Entries ::
<<<<
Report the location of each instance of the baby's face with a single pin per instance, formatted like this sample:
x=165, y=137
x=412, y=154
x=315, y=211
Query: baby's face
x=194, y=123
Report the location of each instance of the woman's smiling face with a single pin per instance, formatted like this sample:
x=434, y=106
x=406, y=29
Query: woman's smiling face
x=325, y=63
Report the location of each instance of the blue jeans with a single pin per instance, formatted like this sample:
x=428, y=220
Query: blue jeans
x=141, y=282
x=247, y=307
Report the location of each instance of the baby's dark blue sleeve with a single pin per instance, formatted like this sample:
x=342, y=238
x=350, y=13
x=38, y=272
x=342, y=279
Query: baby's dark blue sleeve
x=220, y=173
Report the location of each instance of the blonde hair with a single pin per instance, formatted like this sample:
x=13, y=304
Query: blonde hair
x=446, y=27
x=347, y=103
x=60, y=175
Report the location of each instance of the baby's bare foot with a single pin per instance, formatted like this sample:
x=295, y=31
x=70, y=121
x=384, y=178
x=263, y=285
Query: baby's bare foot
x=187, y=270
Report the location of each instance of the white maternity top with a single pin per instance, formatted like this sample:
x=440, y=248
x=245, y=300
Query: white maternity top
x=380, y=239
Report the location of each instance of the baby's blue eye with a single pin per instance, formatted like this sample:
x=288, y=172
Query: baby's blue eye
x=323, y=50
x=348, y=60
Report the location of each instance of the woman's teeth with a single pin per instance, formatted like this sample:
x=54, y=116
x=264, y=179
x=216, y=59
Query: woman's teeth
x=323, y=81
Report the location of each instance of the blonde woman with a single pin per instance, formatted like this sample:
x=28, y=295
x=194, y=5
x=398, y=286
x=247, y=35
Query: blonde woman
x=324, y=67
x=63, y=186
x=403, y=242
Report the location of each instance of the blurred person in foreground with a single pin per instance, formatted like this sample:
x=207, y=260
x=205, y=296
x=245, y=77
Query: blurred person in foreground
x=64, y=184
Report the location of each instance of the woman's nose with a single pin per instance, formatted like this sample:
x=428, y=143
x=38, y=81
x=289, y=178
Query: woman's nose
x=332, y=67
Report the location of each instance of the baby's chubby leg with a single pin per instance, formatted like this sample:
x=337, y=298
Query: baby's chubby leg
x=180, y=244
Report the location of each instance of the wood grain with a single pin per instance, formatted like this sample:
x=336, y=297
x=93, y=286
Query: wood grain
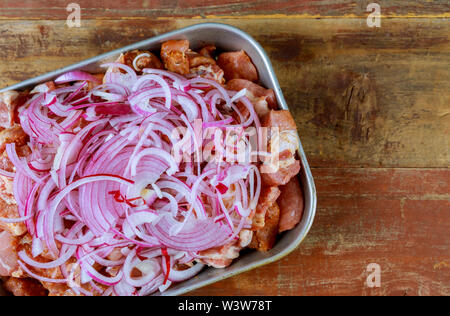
x=361, y=97
x=364, y=217
x=112, y=9
x=372, y=107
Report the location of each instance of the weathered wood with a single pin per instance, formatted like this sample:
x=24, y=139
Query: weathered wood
x=372, y=107
x=397, y=218
x=56, y=9
x=361, y=96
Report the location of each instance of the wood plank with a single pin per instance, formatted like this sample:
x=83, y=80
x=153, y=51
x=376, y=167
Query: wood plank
x=361, y=96
x=56, y=9
x=363, y=218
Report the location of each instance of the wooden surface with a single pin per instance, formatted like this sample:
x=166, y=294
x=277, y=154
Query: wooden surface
x=373, y=112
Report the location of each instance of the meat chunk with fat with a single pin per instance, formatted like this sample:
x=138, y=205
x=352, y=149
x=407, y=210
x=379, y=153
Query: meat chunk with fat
x=291, y=204
x=24, y=287
x=8, y=103
x=204, y=66
x=238, y=65
x=8, y=254
x=282, y=144
x=146, y=60
x=268, y=196
x=264, y=239
x=262, y=99
x=175, y=59
x=222, y=257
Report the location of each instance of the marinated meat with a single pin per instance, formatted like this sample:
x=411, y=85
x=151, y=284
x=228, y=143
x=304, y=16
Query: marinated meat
x=222, y=257
x=291, y=204
x=264, y=239
x=269, y=195
x=8, y=255
x=208, y=51
x=8, y=103
x=24, y=287
x=147, y=60
x=238, y=65
x=283, y=145
x=262, y=99
x=173, y=54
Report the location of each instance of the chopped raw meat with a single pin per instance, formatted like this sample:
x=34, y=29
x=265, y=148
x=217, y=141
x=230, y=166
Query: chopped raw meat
x=173, y=54
x=237, y=65
x=283, y=144
x=8, y=255
x=24, y=287
x=147, y=60
x=291, y=204
x=269, y=195
x=263, y=99
x=8, y=103
x=222, y=257
x=264, y=239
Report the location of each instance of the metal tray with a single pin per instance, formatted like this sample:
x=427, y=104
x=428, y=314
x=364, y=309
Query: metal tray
x=226, y=38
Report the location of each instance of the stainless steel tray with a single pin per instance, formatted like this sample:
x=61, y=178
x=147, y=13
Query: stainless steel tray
x=227, y=38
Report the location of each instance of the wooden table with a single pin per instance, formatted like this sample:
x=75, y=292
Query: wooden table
x=373, y=112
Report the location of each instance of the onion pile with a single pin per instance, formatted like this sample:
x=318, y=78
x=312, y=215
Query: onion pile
x=116, y=192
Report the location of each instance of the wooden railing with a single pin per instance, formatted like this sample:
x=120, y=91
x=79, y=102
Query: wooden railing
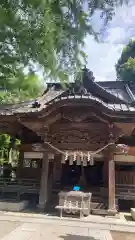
x=125, y=177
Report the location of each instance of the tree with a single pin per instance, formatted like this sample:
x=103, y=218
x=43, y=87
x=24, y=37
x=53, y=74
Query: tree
x=49, y=34
x=21, y=88
x=125, y=66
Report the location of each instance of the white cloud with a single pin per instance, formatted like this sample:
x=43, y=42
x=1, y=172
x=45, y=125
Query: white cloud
x=103, y=56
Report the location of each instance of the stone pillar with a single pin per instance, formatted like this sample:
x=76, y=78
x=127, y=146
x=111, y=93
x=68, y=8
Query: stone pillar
x=111, y=184
x=44, y=182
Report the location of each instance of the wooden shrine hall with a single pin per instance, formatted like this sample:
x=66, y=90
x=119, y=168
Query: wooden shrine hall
x=82, y=135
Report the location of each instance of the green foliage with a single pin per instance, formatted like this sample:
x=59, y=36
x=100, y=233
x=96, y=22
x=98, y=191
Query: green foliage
x=21, y=88
x=49, y=34
x=125, y=66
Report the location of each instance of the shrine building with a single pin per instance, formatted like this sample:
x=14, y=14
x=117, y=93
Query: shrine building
x=82, y=135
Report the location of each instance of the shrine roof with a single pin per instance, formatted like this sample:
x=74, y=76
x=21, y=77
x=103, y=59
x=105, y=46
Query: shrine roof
x=113, y=95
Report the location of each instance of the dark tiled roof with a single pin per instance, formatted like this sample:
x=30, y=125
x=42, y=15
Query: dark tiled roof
x=114, y=96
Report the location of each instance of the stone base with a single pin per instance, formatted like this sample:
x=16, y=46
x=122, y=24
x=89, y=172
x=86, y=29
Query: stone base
x=132, y=210
x=41, y=206
x=13, y=206
x=112, y=212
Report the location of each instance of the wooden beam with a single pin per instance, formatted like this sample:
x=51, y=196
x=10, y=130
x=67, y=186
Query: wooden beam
x=44, y=180
x=126, y=128
x=111, y=183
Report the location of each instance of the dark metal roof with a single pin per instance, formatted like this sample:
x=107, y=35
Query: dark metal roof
x=115, y=96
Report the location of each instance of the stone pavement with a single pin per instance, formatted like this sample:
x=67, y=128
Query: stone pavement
x=28, y=231
x=21, y=226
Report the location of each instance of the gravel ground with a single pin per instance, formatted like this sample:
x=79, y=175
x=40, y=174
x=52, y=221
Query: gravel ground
x=7, y=227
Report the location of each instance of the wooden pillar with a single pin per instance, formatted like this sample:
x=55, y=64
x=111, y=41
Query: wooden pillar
x=105, y=172
x=44, y=182
x=111, y=184
x=20, y=165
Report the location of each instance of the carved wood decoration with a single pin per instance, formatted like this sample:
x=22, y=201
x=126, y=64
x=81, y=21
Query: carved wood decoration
x=79, y=136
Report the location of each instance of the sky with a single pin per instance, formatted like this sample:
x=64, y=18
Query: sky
x=103, y=56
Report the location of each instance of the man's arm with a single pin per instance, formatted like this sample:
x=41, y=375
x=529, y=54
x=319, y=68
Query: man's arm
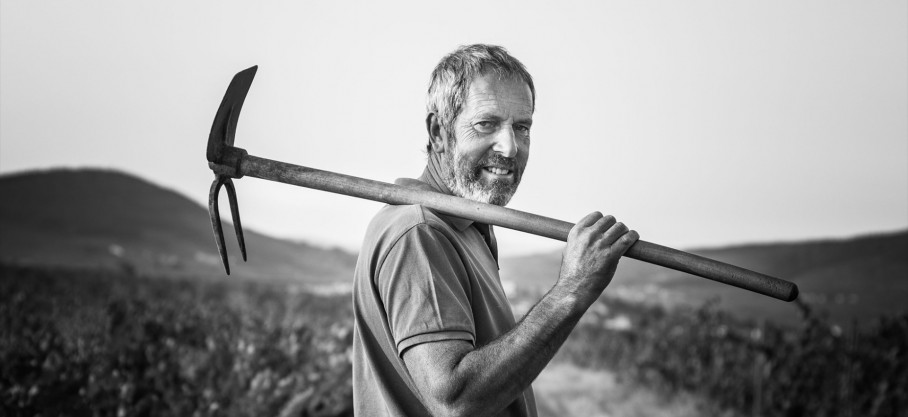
x=453, y=378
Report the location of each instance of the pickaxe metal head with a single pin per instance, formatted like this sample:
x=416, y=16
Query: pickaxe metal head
x=224, y=159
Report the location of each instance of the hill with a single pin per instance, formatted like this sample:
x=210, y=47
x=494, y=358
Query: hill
x=854, y=279
x=109, y=219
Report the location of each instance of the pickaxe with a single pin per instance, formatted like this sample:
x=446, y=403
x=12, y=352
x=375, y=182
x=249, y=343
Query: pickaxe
x=228, y=161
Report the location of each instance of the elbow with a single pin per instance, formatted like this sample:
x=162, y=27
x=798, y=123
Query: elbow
x=448, y=400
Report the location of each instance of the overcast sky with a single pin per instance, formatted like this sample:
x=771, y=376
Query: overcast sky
x=698, y=123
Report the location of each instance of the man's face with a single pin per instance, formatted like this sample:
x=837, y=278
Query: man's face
x=491, y=140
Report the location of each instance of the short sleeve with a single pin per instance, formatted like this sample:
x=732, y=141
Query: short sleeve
x=425, y=290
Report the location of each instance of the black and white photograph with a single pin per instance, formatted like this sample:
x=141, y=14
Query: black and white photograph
x=480, y=208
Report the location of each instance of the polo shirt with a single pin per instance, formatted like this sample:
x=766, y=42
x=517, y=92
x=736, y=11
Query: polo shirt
x=422, y=277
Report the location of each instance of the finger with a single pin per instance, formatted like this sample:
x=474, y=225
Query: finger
x=603, y=224
x=625, y=242
x=589, y=219
x=610, y=236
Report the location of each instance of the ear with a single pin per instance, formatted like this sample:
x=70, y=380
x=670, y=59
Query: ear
x=438, y=137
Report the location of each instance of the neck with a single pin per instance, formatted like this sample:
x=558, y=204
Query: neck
x=433, y=174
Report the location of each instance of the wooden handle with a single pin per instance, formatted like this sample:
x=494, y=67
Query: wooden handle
x=512, y=219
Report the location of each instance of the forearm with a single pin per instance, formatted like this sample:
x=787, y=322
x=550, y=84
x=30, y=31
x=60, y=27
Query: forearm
x=487, y=379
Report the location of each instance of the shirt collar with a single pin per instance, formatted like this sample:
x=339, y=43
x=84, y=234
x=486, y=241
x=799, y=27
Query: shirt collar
x=427, y=182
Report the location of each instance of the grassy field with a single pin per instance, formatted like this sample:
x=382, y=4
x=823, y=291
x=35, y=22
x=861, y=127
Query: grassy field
x=109, y=343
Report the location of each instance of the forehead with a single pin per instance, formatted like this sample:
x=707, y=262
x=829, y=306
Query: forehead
x=488, y=93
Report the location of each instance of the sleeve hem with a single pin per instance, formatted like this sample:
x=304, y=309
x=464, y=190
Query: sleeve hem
x=411, y=341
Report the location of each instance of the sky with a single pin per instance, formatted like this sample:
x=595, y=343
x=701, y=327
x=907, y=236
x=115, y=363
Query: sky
x=697, y=123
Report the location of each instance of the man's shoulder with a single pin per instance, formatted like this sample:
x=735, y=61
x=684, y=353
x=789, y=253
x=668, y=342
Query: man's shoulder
x=392, y=221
>>>>
Exercise instructions ::
Output, unchanged, the lines from the line with "Report the location of each instance of the neck" through the final line of the material.

Solution to this exercise ::
Report the location of each instance of the neck with a single pin per instance, formatted like this sample:
x=558, y=204
Query: neck
x=433, y=174
Report the location of each instance of the wooden handle with a single pin per instance, formatted like this sample:
x=494, y=67
Query: wooden handle
x=512, y=219
Report the location of each instance of the forearm with a single pin per instance, formatted like this sample:
x=787, y=322
x=550, y=84
x=30, y=31
x=60, y=27
Query: forearm
x=487, y=379
Report the location of each instance of the shirt collar with a single pin per instance, formatted like this sample:
x=339, y=43
x=84, y=234
x=486, y=241
x=799, y=27
Query: shirt collar
x=427, y=182
Report the location of each instance of the grassy field with a single pin per instance, formatted like this sample:
x=382, y=4
x=823, y=291
x=35, y=22
x=861, y=127
Query: grassy field
x=109, y=343
Report the location of each instance of the forehead with a single pin per instance, formatted like this sample:
x=707, y=262
x=829, y=306
Query: forehead
x=488, y=93
Report the location of each instance of the sleeve hem with a single pin per instance, formatted like this sample:
x=304, y=309
x=464, y=190
Query: sleeve hem
x=411, y=341
Report the location of each instance of the sky with a single pin per instance, formatted like this sample:
x=595, y=343
x=701, y=327
x=907, y=236
x=115, y=363
Query: sky
x=697, y=123
Report the location of each instance of the man's shoulder with a single pin per instance, formatted like this sample:
x=735, y=61
x=684, y=353
x=789, y=253
x=668, y=342
Query: man's shoulder
x=392, y=221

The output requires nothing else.